== Texte ==
>>>>
Dossier : IMM-1844-99



ENTRE :

     HISANO ISHII

     demanderesse


     et



     LE MINISTRE DE LA CITOYENNETÉ

     ET DE L"IMMIGRATION

     défendeur




     MOTIFS DE L"ORDONNANCE

     (Prononcés à l"audience à Vancouver, le 23 février 2000)


LE JUGE LEMIEUX



[1]      Par cette demande de contrôle judiciaire, la demanderesse conteste une décision datée du 23 mars 1999, par laquelle Raymond Gabin (l"agent des visas) a rejeté sa demande de résidence permanente au Canada dans la catégorie indépendante d"acheteuse des commerces de gros et de détail (CNP 6233.0).

[2]      Le paragraphe pertinent de la lettre de décision de l"agent des visas est rédigé comme suit :

         [traduction]

         J"ai examiné et évalué avec soin votre formation et votre expérience dans la profession susmentionnée en me fondant sur les renseignements contenus dans votre demande et j"ai conclu que vous n"êtes pas qualifiée pour travailler dans cette profession au Canada, puisque vous n"avez pas les qualifications minimales précisées dans la Classification nationale des professions. Un diplôme d"études collégiales et universitaires en gestion des affaires, en marketing ou dans une discipline connexe est exigé. Vous détenez un certificat du Kanda Institute of Foreign Languages. En conséquence, j"ai conclu que vous ne pouvez être choisie en tant qu"acheteuse des commerces de gros et de détail.
<<<<
== Listing fourni ==
>>>>
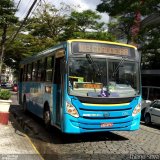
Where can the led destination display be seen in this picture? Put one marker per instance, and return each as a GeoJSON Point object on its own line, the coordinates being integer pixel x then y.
{"type": "Point", "coordinates": [102, 48]}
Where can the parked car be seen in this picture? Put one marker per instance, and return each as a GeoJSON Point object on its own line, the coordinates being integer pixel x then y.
{"type": "Point", "coordinates": [15, 88]}
{"type": "Point", "coordinates": [145, 104]}
{"type": "Point", "coordinates": [152, 113]}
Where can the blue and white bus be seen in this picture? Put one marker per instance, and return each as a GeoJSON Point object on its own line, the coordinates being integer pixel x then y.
{"type": "Point", "coordinates": [82, 86]}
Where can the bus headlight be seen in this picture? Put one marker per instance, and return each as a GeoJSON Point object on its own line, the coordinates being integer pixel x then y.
{"type": "Point", "coordinates": [71, 110]}
{"type": "Point", "coordinates": [136, 110]}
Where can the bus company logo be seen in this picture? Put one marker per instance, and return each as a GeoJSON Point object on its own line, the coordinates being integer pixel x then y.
{"type": "Point", "coordinates": [106, 114]}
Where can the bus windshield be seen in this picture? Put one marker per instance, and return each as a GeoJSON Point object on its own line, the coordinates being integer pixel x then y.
{"type": "Point", "coordinates": [102, 77]}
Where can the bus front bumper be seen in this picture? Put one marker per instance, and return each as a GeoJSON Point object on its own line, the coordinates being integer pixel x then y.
{"type": "Point", "coordinates": [79, 125]}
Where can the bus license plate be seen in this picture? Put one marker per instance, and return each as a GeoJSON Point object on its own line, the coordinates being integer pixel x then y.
{"type": "Point", "coordinates": [106, 125]}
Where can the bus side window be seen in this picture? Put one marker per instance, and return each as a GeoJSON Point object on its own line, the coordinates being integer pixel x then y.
{"type": "Point", "coordinates": [49, 68]}
{"type": "Point", "coordinates": [39, 70]}
{"type": "Point", "coordinates": [25, 73]}
{"type": "Point", "coordinates": [29, 72]}
{"type": "Point", "coordinates": [33, 71]}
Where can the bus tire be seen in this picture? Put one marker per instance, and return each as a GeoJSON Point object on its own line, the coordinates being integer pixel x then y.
{"type": "Point", "coordinates": [24, 105]}
{"type": "Point", "coordinates": [47, 117]}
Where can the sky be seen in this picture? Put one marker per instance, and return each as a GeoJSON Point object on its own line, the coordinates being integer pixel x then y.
{"type": "Point", "coordinates": [84, 5]}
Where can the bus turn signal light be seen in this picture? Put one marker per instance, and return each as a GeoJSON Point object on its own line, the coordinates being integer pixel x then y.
{"type": "Point", "coordinates": [71, 110]}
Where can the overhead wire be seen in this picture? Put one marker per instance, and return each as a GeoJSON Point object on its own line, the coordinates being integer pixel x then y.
{"type": "Point", "coordinates": [23, 22]}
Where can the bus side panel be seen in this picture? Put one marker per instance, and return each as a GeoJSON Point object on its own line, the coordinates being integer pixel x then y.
{"type": "Point", "coordinates": [34, 97]}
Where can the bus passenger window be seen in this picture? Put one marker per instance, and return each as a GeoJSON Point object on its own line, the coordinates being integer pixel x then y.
{"type": "Point", "coordinates": [39, 70]}
{"type": "Point", "coordinates": [49, 69]}
{"type": "Point", "coordinates": [29, 70]}
{"type": "Point", "coordinates": [25, 73]}
{"type": "Point", "coordinates": [34, 71]}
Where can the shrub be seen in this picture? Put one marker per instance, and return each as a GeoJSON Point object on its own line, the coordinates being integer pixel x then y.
{"type": "Point", "coordinates": [5, 94]}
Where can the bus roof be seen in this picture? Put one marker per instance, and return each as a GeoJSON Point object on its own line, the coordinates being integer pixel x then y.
{"type": "Point", "coordinates": [100, 41]}
{"type": "Point", "coordinates": [59, 46]}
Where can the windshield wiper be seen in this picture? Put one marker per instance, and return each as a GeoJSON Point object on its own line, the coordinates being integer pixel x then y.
{"type": "Point", "coordinates": [117, 68]}
{"type": "Point", "coordinates": [94, 65]}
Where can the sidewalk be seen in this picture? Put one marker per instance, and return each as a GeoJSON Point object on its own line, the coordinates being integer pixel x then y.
{"type": "Point", "coordinates": [14, 144]}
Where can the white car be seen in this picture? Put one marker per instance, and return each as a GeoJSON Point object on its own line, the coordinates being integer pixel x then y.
{"type": "Point", "coordinates": [152, 113]}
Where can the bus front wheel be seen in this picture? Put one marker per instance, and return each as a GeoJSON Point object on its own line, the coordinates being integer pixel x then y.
{"type": "Point", "coordinates": [47, 118]}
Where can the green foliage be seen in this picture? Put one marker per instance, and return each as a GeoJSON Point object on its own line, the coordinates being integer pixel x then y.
{"type": "Point", "coordinates": [5, 94]}
{"type": "Point", "coordinates": [121, 7]}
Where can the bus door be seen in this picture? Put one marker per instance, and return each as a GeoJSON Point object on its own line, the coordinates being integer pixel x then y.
{"type": "Point", "coordinates": [59, 81]}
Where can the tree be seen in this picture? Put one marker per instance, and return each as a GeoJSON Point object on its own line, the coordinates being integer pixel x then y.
{"type": "Point", "coordinates": [86, 24]}
{"type": "Point", "coordinates": [7, 18]}
{"type": "Point", "coordinates": [127, 23]}
{"type": "Point", "coordinates": [48, 21]}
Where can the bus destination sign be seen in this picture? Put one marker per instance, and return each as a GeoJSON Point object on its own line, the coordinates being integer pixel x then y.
{"type": "Point", "coordinates": [100, 48]}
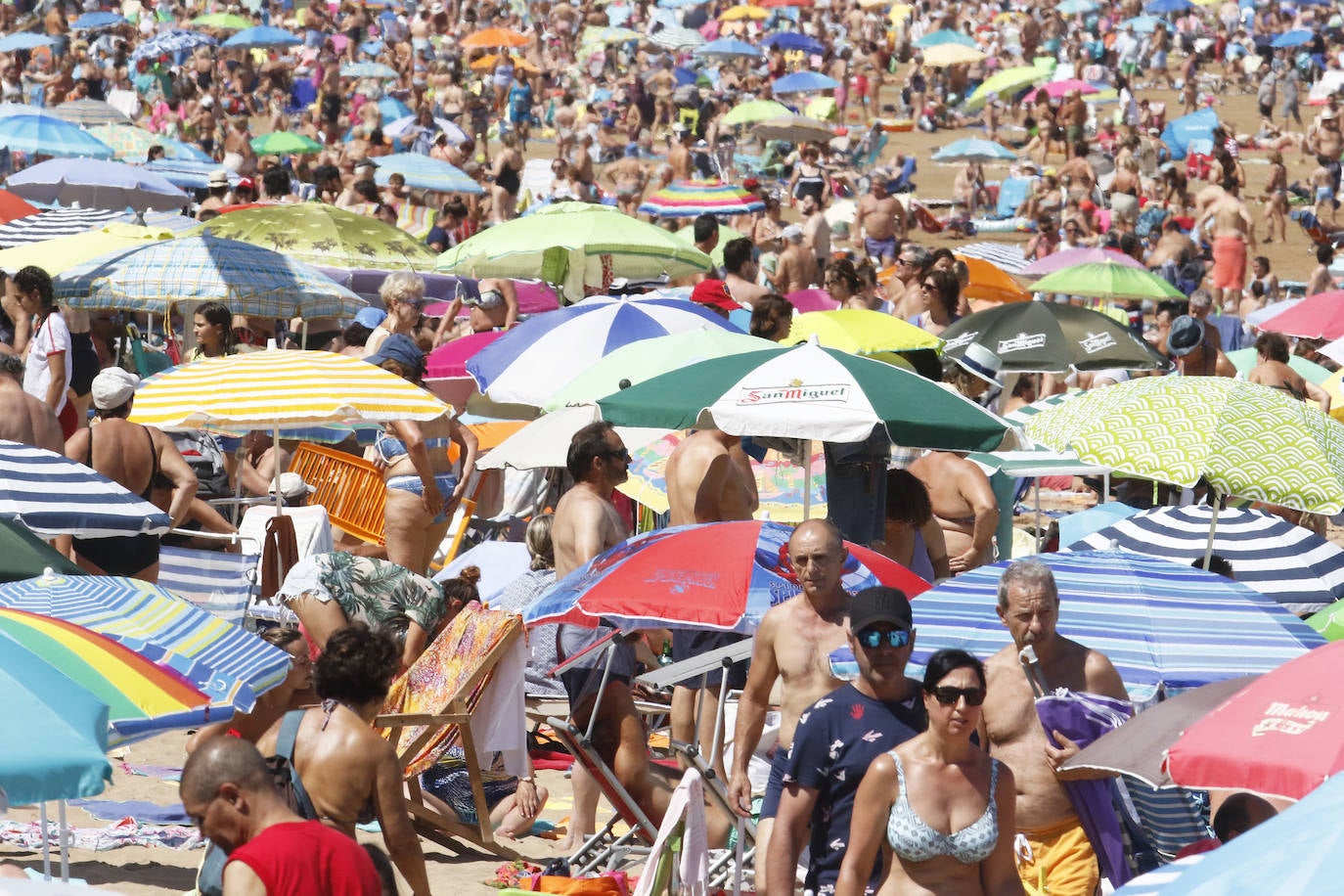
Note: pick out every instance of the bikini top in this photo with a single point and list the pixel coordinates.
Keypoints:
<<<<
== Consignes ==
1. D'après le texte, de quel établissement provient le certificat que détient la demanderesse ?
2. Présentez sous forme de liste numérotée les lignes du listing, en commençant à celle qui contient "Where can the green" et en terminant à la dernière ligne du listing, bornes comprises. Omettez les lignes vides et les images.
Le texte et le listing proviennent de sources distinctes.

== Résultats par consigne ==
1. Du Kanda Institute of Foreign Languages.

2.
1. Where can the green foliage be seen in this picture? Put one marker per instance, and return each as a GeoJSON Point object on its own line, the coordinates being integer pixel x then y.
2. {"type": "Point", "coordinates": [5, 94]}
3. {"type": "Point", "coordinates": [121, 7]}
4. Where can the bus door be seen in this picture? Put one marker per instance, and return each as a GeoJSON Point object on its own line, the coordinates being integer pixel x then y.
5. {"type": "Point", "coordinates": [59, 81]}
6. Where can the tree be seen in this picture? Put one marker per instance, and return each as a GeoJSON Point object on its own line, the coordinates being integer pixel x then y.
7. {"type": "Point", "coordinates": [86, 24]}
8. {"type": "Point", "coordinates": [7, 18]}
9. {"type": "Point", "coordinates": [127, 23]}
10. {"type": "Point", "coordinates": [48, 21]}
11. Where can the bus destination sign be seen in this picture? Put one marker per instance, and return each as a GeoJSON Point object on its own line, the coordinates being integer pixel x then y.
12. {"type": "Point", "coordinates": [100, 48]}
13. Note: pick out every instance of the bikini top in this photo with a single point and list the pixel coordinates.
14. Keypoints:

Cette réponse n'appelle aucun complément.